**What is asked:**
Make an exact copy of the entries below.

BEGIN Provided information

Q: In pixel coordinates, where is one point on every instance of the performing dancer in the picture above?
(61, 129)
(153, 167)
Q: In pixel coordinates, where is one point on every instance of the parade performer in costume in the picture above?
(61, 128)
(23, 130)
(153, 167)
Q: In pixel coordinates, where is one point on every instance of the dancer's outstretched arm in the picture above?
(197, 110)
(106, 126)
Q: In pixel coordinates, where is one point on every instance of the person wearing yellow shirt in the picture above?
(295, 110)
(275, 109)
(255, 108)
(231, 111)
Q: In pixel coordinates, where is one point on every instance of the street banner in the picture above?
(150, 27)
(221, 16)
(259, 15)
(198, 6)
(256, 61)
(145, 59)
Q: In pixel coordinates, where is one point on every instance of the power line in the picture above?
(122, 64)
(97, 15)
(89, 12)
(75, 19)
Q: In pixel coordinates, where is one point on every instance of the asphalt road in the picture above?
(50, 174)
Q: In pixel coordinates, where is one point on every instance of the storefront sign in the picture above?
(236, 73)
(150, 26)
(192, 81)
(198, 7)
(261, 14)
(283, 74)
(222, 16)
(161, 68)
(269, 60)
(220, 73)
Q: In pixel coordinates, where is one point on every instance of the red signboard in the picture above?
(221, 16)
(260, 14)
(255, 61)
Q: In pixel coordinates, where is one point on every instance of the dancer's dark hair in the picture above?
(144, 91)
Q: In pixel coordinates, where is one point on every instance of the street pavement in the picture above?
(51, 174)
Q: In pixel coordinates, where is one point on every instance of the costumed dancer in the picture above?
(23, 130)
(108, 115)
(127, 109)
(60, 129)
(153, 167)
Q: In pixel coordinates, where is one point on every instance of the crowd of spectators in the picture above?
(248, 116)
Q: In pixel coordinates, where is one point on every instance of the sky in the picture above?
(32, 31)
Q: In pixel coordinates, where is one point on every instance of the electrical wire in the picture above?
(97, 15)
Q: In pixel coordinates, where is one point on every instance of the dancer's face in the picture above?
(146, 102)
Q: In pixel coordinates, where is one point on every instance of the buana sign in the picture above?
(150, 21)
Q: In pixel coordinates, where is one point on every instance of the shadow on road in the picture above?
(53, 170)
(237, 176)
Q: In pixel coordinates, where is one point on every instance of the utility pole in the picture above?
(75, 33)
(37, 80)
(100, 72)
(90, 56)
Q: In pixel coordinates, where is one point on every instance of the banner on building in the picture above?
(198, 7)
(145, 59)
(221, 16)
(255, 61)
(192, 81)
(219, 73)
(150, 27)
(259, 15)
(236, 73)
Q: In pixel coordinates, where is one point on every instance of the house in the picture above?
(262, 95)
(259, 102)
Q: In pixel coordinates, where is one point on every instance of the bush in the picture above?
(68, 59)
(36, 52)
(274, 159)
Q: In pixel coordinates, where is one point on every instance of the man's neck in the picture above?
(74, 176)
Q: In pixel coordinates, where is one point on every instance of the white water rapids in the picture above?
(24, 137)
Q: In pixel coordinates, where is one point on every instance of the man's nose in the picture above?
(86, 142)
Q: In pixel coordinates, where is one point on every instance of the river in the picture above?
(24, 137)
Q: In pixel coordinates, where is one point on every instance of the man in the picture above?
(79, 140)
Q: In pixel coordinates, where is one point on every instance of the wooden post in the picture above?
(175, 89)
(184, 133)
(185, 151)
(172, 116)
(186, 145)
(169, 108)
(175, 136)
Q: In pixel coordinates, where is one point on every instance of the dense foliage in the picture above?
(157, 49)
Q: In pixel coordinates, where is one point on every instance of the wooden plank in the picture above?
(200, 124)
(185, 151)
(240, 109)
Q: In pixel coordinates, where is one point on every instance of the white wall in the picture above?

END Provided information

**Answer to this problem:**
Q: In pixel coordinates, where is one point on every instance of the performing dancer in the picture above?
(61, 129)
(153, 167)
Q: In pixel coordinates, where is one point on every instance of the parade performer in costume in the picture above?
(61, 128)
(23, 130)
(153, 167)
Q: In pixel coordinates, where is one point on every instance of the dancer's outstretched arm in the picture above?
(197, 110)
(106, 126)
Q: In pixel coordinates, where is one point on every instance of the person wearing yellow shirt in the picture above?
(295, 110)
(275, 109)
(255, 108)
(231, 111)
Q: In pixel coordinates, where is one point on every instance of the street banner in the picture above?
(150, 27)
(221, 16)
(259, 15)
(198, 6)
(256, 61)
(145, 59)
Q: In pixel coordinates, where is one point on every instance of the power line in the picture above?
(122, 64)
(97, 15)
(89, 12)
(75, 19)
Q: In pixel coordinates, where is one point on every instance of the asphalt road in the picture above?
(50, 174)
Q: In pixel coordinates, where is one point on every instance of the storefront sign in the picture above?
(236, 73)
(150, 26)
(192, 81)
(198, 7)
(261, 14)
(283, 74)
(222, 16)
(161, 68)
(269, 60)
(220, 73)
Q: In pixel coordinates, where is one point on every instance of the red signboard in the picture above?
(221, 16)
(260, 14)
(255, 61)
Q: In pixel coordinates, where is one point on every instance of the dancer's dark hair in the picture above?
(144, 91)
Q: In pixel coordinates, where is one point on every instance of the street pavement in the picture above?
(51, 174)
Q: In pixel coordinates, where is one point on every instance of the costumed dancer in the picture above?
(23, 130)
(108, 115)
(127, 109)
(60, 129)
(153, 167)
Q: In pixel coordinates, where is one point on every instance of the crowd of spectators in the picture above?
(248, 116)
Q: In pixel coordinates, where is one point on every instance of the sky in the picture above?
(32, 31)
Q: In pixel coordinates, where is one point on every instance of the electrical wire in the picture above?
(97, 15)
Q: In pixel coordinates, where is one point on every instance of the dancer's face in the picture above?
(146, 102)
Q: In pixel coordinates, where is one point on every instance of the buana sign in the picture above?
(150, 21)
Q: In pixel coordinates, where is one point on every instance of the shadow on road in the picture above?
(53, 170)
(237, 176)
Q: In pixel coordinates, where is one point on every instance of the utility pole in the picture above?
(75, 33)
(37, 80)
(100, 72)
(90, 56)
Q: In pixel coordinates, where is one point on every instance of the banner on building in the picture above?
(198, 7)
(145, 59)
(221, 16)
(255, 61)
(192, 81)
(219, 73)
(150, 27)
(259, 15)
(236, 73)
Q: In pixel coordinates, where is one point on every instance of the house in the picture above?
(262, 95)
(259, 102)
Q: In pixel coordinates, where is one point on every instance of the bush in the picture above?
(68, 59)
(36, 52)
(274, 159)
Q: In pixel coordinates, where is one point on every instance of the man's neck in the picture above?
(74, 176)
Q: In pixel coordinates, where is one point on every instance of the white water rapids in the picture above?
(24, 137)
Q: In pixel coordinates, where is one point on every instance of the man's nose in the picture above?
(86, 142)
Q: In pixel coordinates, where is one point on every instance of the river in the picture above?
(24, 137)
Q: In pixel coordinates, where is one point on every instance of the man in the picture above?
(79, 140)
Q: In pixel coordinates, where is one point on every instance of the wooden post in the picture above?
(175, 89)
(184, 133)
(185, 151)
(172, 116)
(186, 145)
(169, 108)
(175, 136)
Q: In pixel coordinates, where is one point on every instance of the dense foliage in the picture above?
(157, 49)
Q: In pixel coordinates, where is one point on every instance of the wooden plank in the picture above?
(200, 124)
(185, 151)
(240, 109)
Q: In pixel coordinates, where is one point on every instance of the white wall in the picture above?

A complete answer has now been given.